18.4.09

Some thoughts on The Pictures


Hartmann, Viktor; sketch of costumes for the ballet Trilby; possibly the basis of Number 5 "Балет невылупившихся птенцов" (Ballet of the Unhatched Chicks)


Modest Mussorgsky composed his Pictures at an exhibition as a piano solo work after seeing a picture show. (1)

The composition's structure is a kind of braid of two interwoven strands: one is a formal theme-and-variations on the theme of “Promenade”; it serves a kind of straight vertical pole around which there climbs the other strand of the piece, an unruly creeper. This creeper is a kind of quodlibet, that is, a succession of structurally unrelated tone sketches – or mini-sketches; or better yet – miniatures – each representing a different picture at the show. So we have a neat succession of tableaux: the theme followed by a miniature followed by variation I followed by another miniature followed by variation II followed by another miniature; and so forth. (Structure is good, simple structure is best). (2)

Think of this structure as architectural: that of a typical museum, with long straight airy main hall off which various doors lead left and right to a succession of small rooms where the art is displayed; something along the lines of the Italian Renaissance Gallery at the Louvre or the Long Wing at the Venetian Accademia. The theme-and-variations is the long main hall; the miniatures are the paintings in the side-rooms. Seeing the whole exhibition involves much weaving left and right and numerous returns to the main hall – the theme and its variations.

**Provided records:**
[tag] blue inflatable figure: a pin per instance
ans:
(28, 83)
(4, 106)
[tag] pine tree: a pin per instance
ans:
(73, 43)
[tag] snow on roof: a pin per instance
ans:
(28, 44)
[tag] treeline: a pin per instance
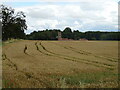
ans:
(13, 23)
(52, 34)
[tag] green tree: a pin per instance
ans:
(13, 25)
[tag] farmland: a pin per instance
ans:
(60, 64)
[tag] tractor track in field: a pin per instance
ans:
(95, 63)
(41, 51)
(4, 57)
(27, 74)
(87, 53)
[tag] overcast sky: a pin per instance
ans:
(83, 15)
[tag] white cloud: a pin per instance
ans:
(82, 16)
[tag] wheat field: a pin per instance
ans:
(60, 64)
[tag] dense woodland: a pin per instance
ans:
(14, 26)
(75, 35)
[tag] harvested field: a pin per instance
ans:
(60, 64)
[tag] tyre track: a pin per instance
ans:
(4, 57)
(27, 74)
(87, 53)
(95, 63)
(41, 51)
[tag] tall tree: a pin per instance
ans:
(13, 25)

**Written tasks:**
a – Could you return the essay on Mussorgsky's Pictures at an Exhibition in full, with every word unchanged?
b – Can you recast part of the records as a numbered list, beginning at the line that has "[tag] harvested field: a pin per instance" and stopping after the final line of the records, with blank lines left out?

**Responses:**
a –
18.4.09

Some thoughts on The Pictures


Hartmann, Viktor; sketch of costumes for the ballet Trilby; possibly the basis of Number 5 "Балет невылупившихся птенцов" (Ballet of the Unhatched Chicks)


Modest Mussorgsky composed his Pictures at an exhibition as a piano solo work after seeing a picture show. (1)

The composition's structure is a kind of braid of two interwoven strands: one is a formal theme-and-variations on the theme of “Promenade”; it serves a kind of straight vertical pole around which there climbs the other strand of the piece, an unruly creeper. This creeper is a kind of quodlibet, that is, a succession of structurally unrelated tone sketches – or mini-sketches; or better yet – miniatures – each representing a different picture at the show. So we have a neat succession of tableaux: the theme followed by a miniature followed by variation I followed by another miniature followed by variation II followed by another miniature; and so forth. (Structure is good, simple structure is best). (2)

Think of this structure as architectural: that of a typical museum, with long straight airy main hall off which various doors lead left and right to a succession of small rooms where the art is displayed; something along the lines of the Italian Renaissance Gallery at the Louvre or the Long Wing at the Venetian Accademia. The theme-and-variations is the long main hall; the miniatures are the paintings in the side-rooms. Seeing the whole exhibition involves much weaving left and right and numerous returns to the main hall – the theme and its variations.

b –
1. [tag] harvested field: a pin per instance
2. ans:
3. (60, 64)
4. [tag] tyre track: a pin per instance
5. ans:
6. (4, 57)
7. (27, 74)
8. (87, 53)
9. (95, 63)
10. (41, 51)
11. [tag] tall tree: a pin per instance
12. ans:
13. (13, 25)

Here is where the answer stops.